* **TEXT PROVIDED**:
In Maria’s bedroom, Anita enters. Tony and Maria have been together, and Anita finds them in partial dress. Tony departs. Anita is furious, Tony is “one of them,” and “A Boy Like That” is death, as he was for Bernardo. But Maria protests that Anita was in love, and that she knows better. And the women agree that love sets all reason aside. (“I Have A Love”) Anita tells Maria that Chino has a gun, and is hunting Tony. Schrank comes by, fishing for clues, but Maria leaves him to “go to her brother.”

Later that same night, the drug store. The Jets collect. Tony is hiding in Doc’s cellar, with Doc. Anita enters, with the intent to save Tony for Maria. But the Jets taunt her, and might rape her if not for Doc’s intrusion. She hates these boys, now. She tells them to tell Tony a horrible lie, that Chino found out about Maria and him…and shot Maria.

The cellar, Doc gives Tony money to escape the city. Doc does not understand the hate inside these kids, but then, he never had a Maria. When Tony is told that Chino killed Maria, he hurries to the street, shouting for Chino to kill him, too. But it’s Maria who finds him first, and they run to each other as a gun shot is heard. The gangs run on to find Maria holding Tony, as he dies. She berates both gangs for the violence and hate, and wonders where it will all end. United for a moment in grief, both gangs bear Tony’s body away, followed by Maria.


“Prologue”, “Jet Song”, “Something’s Coming”, “Dance At The Gym”, “Maria”, “Tonight”, “America”, “Cool”, “One Hand, One Heart”, “The Rumble”, “I Feel Pretty”, “Somewhere”, “Officer Krupke”, “A Boy Like That”, “I Have A Love”, “Taunting Scene”, “Finale”

Hits include “Tonight”, “Maria”, “Somewhere”, “America”, “Officer Krupke”

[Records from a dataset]
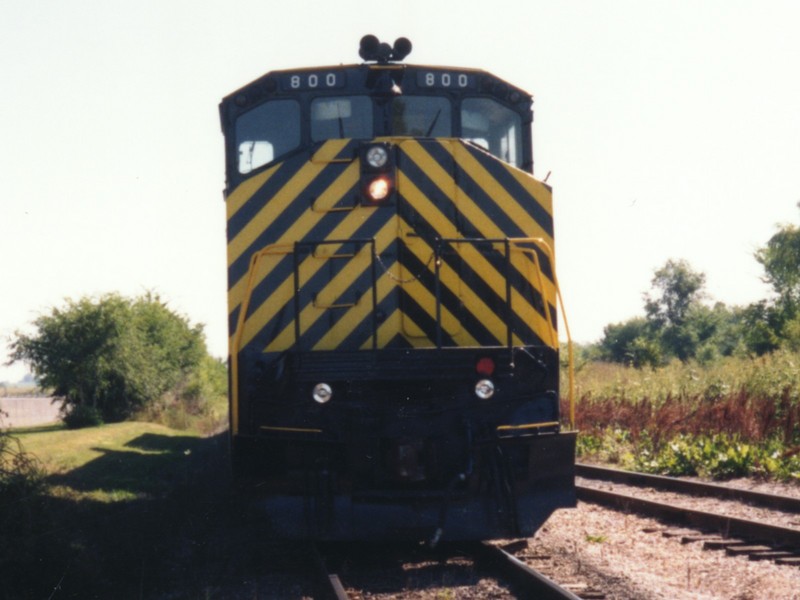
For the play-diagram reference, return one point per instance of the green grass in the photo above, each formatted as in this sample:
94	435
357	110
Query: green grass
112	463
130	509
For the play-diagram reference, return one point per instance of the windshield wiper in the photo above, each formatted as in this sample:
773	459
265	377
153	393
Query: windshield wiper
436	118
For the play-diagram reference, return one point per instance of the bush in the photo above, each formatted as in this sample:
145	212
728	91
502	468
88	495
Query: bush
80	415
114	354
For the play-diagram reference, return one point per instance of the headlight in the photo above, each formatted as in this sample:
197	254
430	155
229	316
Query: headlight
484	389
322	393
377	156
379	188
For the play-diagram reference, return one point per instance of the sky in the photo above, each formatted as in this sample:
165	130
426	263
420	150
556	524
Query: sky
669	130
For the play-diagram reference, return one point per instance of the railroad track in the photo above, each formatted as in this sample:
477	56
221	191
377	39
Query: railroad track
758	539
511	572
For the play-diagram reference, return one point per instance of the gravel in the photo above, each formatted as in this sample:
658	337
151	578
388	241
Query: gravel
629	555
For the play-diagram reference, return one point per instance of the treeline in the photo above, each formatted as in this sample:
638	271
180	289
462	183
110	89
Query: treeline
114	358
680	323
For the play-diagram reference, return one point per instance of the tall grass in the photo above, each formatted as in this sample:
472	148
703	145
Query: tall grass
643	415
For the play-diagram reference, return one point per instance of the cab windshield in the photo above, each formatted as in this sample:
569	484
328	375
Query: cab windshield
494	127
422	116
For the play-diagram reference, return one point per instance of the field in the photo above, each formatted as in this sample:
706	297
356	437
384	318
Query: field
131	509
736	417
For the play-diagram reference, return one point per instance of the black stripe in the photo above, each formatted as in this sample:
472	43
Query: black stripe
449	300
297	208
263	291
499	171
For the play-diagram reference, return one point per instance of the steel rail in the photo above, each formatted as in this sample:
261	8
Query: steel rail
697	488
531	584
328	587
728	526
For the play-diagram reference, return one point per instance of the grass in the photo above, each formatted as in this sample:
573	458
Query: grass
112	463
130	510
735	417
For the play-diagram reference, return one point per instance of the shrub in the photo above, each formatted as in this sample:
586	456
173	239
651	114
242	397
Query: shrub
79	416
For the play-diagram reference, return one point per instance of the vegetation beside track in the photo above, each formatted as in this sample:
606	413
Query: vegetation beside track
126	510
730	418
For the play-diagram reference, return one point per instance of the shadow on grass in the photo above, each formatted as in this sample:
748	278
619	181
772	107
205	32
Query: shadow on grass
181	531
155	465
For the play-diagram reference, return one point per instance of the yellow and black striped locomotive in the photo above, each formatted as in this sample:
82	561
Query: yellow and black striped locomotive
392	303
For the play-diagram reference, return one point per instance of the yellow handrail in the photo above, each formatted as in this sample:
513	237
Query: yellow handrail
545	247
237	338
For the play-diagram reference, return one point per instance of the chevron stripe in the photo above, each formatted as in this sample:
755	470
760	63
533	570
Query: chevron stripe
338	285
529	319
445	190
306	224
276	300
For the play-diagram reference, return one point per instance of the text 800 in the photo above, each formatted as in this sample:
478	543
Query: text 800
310	81
444	80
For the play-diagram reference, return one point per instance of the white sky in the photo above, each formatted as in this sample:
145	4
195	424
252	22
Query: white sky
672	130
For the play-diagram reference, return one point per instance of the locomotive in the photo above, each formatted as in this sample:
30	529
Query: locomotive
394	353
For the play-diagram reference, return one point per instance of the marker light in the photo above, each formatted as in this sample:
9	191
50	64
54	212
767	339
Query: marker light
485	366
484	389
378	189
377	156
322	393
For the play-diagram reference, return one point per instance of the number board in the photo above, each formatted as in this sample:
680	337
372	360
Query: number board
324	80
446	80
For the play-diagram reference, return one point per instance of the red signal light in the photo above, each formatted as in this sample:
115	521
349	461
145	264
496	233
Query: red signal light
485	366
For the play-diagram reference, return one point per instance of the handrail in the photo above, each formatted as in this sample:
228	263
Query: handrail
237	338
545	247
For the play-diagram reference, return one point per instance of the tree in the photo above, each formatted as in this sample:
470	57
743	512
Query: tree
677	291
781	261
113	354
630	342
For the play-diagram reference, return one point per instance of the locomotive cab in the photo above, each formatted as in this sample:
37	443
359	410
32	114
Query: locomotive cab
392	304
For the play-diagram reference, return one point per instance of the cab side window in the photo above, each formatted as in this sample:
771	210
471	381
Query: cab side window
266	132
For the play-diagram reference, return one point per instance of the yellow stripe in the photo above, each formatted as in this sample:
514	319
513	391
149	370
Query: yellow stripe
486	226
500	195
478	307
342	281
276	205
290	429
528	426
299	228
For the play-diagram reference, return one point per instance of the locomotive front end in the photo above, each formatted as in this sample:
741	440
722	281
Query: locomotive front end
392	295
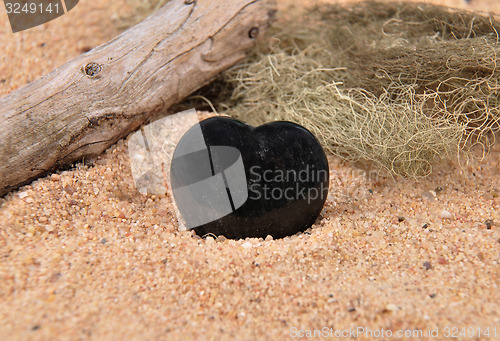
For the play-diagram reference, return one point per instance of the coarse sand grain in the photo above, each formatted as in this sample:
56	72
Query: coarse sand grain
83	255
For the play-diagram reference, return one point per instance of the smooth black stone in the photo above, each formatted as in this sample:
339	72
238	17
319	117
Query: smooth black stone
217	189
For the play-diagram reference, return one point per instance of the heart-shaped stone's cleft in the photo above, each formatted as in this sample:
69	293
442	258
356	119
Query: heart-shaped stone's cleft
229	178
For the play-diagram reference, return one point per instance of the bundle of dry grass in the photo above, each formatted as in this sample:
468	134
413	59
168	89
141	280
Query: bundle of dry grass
400	85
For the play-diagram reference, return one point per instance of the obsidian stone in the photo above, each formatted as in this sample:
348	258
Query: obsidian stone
229	178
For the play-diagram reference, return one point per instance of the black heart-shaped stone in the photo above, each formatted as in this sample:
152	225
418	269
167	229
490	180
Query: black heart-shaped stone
229	178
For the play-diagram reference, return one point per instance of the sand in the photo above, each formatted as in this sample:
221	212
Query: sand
85	256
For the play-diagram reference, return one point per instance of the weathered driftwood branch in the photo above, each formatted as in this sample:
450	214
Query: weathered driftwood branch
86	105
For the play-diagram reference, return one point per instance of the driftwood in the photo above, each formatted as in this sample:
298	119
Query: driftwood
89	103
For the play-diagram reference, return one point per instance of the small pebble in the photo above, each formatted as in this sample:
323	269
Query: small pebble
391	307
55	177
446	215
221	238
246	245
68	189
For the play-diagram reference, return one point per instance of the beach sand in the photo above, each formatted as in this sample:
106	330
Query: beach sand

* **INSTRUCTION**: Reproduce the plot summary word for word, starting at "In Maria’s bedroom, Anita" and ending at "him…and shot Maria.". Rely only on the plot summary.

* **RESPONSE**:
In Maria’s bedroom, Anita enters. Tony and Maria have been together, and Anita finds them in partial dress. Tony departs. Anita is furious, Tony is “one of them,” and “A Boy Like That” is death, as he was for Bernardo. But Maria protests that Anita was in love, and that she knows better. And the women agree that love sets all reason aside. (“I Have A Love”) Anita tells Maria that Chino has a gun, and is hunting Tony. Schrank comes by, fishing for clues, but Maria leaves him to “go to her brother.”

Later that same night, the drug store. The Jets collect. Tony is hiding in Doc’s cellar, with Doc. Anita enters, with the intent to save Tony for Maria. But the Jets taunt her, and might rape her if not for Doc’s intrusion. She hates these boys, now. She tells them to tell Tony a horrible lie, that Chino found out about Maria and him…and shot Maria.